Items from a dataset -
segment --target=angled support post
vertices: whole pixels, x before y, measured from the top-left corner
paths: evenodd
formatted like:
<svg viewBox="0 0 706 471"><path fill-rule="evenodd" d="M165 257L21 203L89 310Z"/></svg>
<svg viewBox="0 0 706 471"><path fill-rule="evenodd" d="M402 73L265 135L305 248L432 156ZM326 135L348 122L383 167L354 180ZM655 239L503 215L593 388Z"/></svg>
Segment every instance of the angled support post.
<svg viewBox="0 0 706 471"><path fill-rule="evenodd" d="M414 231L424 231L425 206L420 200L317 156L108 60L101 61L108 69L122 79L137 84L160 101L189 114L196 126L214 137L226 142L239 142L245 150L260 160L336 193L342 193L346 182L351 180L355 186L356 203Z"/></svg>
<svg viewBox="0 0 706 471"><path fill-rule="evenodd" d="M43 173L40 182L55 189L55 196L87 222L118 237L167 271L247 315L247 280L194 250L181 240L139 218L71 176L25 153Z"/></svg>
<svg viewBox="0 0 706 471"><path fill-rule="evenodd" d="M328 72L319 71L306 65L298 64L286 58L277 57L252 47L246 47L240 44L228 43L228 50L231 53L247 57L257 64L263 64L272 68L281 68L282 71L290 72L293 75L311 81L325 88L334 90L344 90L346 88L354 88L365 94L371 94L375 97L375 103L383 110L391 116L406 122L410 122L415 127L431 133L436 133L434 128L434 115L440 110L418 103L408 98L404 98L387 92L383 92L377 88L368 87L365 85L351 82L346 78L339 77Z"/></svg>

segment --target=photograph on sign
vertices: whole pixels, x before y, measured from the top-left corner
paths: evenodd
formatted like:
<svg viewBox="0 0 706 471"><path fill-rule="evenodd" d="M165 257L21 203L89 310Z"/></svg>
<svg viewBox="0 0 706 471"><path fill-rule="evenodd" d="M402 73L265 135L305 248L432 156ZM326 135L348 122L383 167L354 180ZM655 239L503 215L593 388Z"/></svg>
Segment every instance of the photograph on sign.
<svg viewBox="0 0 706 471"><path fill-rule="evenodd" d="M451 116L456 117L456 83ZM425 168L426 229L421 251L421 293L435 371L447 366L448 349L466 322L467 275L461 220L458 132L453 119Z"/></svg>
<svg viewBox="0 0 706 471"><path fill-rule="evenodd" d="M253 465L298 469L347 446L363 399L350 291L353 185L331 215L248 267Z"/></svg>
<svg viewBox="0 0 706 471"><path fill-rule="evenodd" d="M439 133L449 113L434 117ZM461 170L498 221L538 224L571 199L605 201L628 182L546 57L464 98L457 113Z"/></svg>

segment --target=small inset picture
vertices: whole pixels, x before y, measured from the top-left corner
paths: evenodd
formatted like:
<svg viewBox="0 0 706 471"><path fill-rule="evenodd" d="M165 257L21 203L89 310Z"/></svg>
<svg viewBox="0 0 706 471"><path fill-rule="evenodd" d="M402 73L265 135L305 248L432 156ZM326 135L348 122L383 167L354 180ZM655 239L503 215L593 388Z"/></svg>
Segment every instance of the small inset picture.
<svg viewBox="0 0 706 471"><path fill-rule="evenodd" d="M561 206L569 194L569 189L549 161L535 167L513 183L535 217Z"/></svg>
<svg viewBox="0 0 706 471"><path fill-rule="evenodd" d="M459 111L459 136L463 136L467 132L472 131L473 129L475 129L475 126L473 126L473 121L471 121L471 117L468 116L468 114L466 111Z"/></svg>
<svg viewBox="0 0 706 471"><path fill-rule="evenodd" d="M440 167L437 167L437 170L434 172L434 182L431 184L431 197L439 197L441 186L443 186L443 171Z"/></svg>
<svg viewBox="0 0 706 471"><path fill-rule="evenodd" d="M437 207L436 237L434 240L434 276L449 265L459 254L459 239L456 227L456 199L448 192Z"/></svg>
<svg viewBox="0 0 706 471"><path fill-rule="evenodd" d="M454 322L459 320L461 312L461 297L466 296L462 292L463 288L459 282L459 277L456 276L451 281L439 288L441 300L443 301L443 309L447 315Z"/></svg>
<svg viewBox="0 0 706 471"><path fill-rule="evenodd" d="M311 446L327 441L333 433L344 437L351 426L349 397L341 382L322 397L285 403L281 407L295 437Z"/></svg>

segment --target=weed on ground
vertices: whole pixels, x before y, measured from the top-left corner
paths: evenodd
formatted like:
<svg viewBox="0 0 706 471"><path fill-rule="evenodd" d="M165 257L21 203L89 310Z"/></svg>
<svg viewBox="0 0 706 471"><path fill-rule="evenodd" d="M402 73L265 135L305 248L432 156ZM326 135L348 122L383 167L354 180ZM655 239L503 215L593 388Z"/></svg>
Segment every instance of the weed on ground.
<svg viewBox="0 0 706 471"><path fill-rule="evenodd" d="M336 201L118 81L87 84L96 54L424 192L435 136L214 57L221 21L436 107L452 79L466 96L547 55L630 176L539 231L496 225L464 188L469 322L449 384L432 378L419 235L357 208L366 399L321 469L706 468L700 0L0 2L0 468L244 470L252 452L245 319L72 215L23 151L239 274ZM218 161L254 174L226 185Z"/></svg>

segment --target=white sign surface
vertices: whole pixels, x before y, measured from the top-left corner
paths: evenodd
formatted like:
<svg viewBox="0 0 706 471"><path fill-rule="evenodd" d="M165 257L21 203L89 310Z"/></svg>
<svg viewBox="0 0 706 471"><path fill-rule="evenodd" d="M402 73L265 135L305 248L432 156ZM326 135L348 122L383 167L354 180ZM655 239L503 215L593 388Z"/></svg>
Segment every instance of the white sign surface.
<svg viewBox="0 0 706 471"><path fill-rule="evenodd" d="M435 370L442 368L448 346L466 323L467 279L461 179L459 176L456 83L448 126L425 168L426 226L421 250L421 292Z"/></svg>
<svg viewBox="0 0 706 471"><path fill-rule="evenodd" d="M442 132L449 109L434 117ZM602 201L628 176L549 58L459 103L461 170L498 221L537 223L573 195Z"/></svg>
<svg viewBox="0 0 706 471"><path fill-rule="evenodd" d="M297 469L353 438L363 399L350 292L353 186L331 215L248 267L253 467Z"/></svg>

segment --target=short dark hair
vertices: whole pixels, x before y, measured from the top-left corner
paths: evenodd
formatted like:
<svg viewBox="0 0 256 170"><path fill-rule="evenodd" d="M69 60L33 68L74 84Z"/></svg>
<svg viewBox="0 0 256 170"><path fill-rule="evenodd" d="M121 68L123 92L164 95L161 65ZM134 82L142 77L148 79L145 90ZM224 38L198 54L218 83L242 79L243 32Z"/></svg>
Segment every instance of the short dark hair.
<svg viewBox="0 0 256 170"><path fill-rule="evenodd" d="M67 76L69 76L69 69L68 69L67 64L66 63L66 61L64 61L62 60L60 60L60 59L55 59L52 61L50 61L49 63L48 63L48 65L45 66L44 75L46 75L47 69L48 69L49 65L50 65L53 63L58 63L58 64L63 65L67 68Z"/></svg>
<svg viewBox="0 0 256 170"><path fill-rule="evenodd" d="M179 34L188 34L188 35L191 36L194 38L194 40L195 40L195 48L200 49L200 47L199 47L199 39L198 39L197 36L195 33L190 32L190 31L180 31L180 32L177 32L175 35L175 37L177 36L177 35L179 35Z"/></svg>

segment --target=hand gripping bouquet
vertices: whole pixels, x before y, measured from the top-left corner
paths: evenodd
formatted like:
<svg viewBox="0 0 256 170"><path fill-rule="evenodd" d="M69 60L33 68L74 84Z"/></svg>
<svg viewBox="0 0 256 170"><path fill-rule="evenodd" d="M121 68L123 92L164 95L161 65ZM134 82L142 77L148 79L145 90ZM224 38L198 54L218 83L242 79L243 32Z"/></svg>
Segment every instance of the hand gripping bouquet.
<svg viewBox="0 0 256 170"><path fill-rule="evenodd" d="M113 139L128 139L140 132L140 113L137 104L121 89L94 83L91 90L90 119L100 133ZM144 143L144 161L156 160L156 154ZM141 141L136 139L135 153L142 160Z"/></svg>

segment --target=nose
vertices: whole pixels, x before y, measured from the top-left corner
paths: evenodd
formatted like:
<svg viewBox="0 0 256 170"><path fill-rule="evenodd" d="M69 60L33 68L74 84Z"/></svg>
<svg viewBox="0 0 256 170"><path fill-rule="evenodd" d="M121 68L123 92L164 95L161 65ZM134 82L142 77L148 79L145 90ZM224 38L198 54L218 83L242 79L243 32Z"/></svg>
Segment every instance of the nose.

Requirements - Copy the records verbatim, beginning at the line containing "segment --target=hand gripping bouquet" and continuing through the end of the records.

Full response -
segment --target=hand gripping bouquet
vertices: whole pixels, x before y, measured from the top-left corner
paths: evenodd
formatted like:
<svg viewBox="0 0 256 170"><path fill-rule="evenodd" d="M69 60L33 68L74 84Z"/></svg>
<svg viewBox="0 0 256 170"><path fill-rule="evenodd" d="M121 68L123 92L164 95L161 65ZM134 82L142 77L148 79L145 90ZM224 38L198 54L218 83L242 79L243 32Z"/></svg>
Segment every instance of the hand gripping bouquet.
<svg viewBox="0 0 256 170"><path fill-rule="evenodd" d="M113 139L128 139L140 132L140 113L137 104L121 89L94 83L91 90L90 119L100 133ZM144 143L144 161L156 160L156 154ZM141 141L136 139L135 153L142 160Z"/></svg>

segment --target=nose
vertices: whole pixels, x before y, measured from the top-left corner
paths: evenodd
formatted like:
<svg viewBox="0 0 256 170"><path fill-rule="evenodd" d="M69 60L33 68L74 84Z"/></svg>
<svg viewBox="0 0 256 170"><path fill-rule="evenodd" d="M121 68L123 92L164 95L161 65ZM134 82L142 77L148 79L145 90ZM224 38L198 54L218 83L242 79L243 32Z"/></svg>
Segment every instance of the nose.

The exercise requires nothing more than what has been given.